▶ [Document text]
--- --- ---

Wednesday 28 December 2016

Nifty Closed The Day In A Negative Note After Sudden Late Day Basket Selling (?) Amid Concern Of “Uncertainty” In 2017



Market Wrap: 28/12/2016 (17:30)

Technically Nifty Fut (Dec @8034) has to sustain over 8085-8120 area for further rally towards 8160-8200 for tomorrow.

On the other side, sustaining below 8040-8000 zone, NF may further fall towards 7940-7890 by tomorrow (FNO Exp day).

Nifty Fut (Dec) today closed around 8034, almost flat (+0.03%), but well off the day high of 8100 in a late day probable “basket selling” by some institutions (almost 13 lakh NF sell around 14:09), most probably to realign their portfolio ahead of FNO Exp tomorrow and start of new CY. NF made a session low of around 8024 today in a matter of minutes after gyrating around the vital resistance zone of 8085-8120 for some time and unable to break the level of 8120.

Although, apparently there may not be any specific reason for such sudden late hours “basket selling”, we have to keep in mind that the yesterday’s bounce back in the market was itself a “short covering rally” on the basis of some tax reform talks by the Govt, which was already a known factor for the market also.

--- --- ---

[Rows from a dataset]
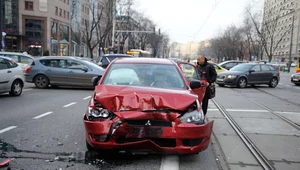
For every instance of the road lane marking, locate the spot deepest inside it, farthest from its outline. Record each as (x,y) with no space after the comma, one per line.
(26,90)
(240,110)
(169,162)
(7,129)
(70,104)
(287,112)
(42,115)
(86,97)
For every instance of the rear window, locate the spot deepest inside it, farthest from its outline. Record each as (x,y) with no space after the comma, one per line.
(272,68)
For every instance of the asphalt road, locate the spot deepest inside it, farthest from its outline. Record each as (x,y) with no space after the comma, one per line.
(43,129)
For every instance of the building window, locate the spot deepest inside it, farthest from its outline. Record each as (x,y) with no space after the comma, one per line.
(56,10)
(29,5)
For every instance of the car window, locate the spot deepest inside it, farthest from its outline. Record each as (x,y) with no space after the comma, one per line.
(11,64)
(150,75)
(3,64)
(229,65)
(190,72)
(25,60)
(104,61)
(265,68)
(13,57)
(72,64)
(256,68)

--- --- ---

▶ [Task 1]
According to the Nifty market wrap, roughly how many NF were sold around 14:09?
▶ [Task 2]
Continue the Nifty market wrap from where it stops.

▶ [Task result 1]
Almost 13 lakh NF.

▶ [Task result 2]
Looking ahead, market may look into actual announcements by the Govt/NAMO regarding further demonetization/remonetization steps after 31st Dec’16, any announcement of “stimulus” on 2nd Jan’17 at NAMO’s scheduled public meeting and other “selective leaks” about tax reforms in the forthcoming budget.

Indian market will also watch monthly auto sales, Mfg PMI and other high frequency economic data for Dec’16 to gauze the actual damage suffered by the economy and lower trajectory of Q3FY16 earnings & GDP as a direct impact of the unprecedented “reform” of demonetization.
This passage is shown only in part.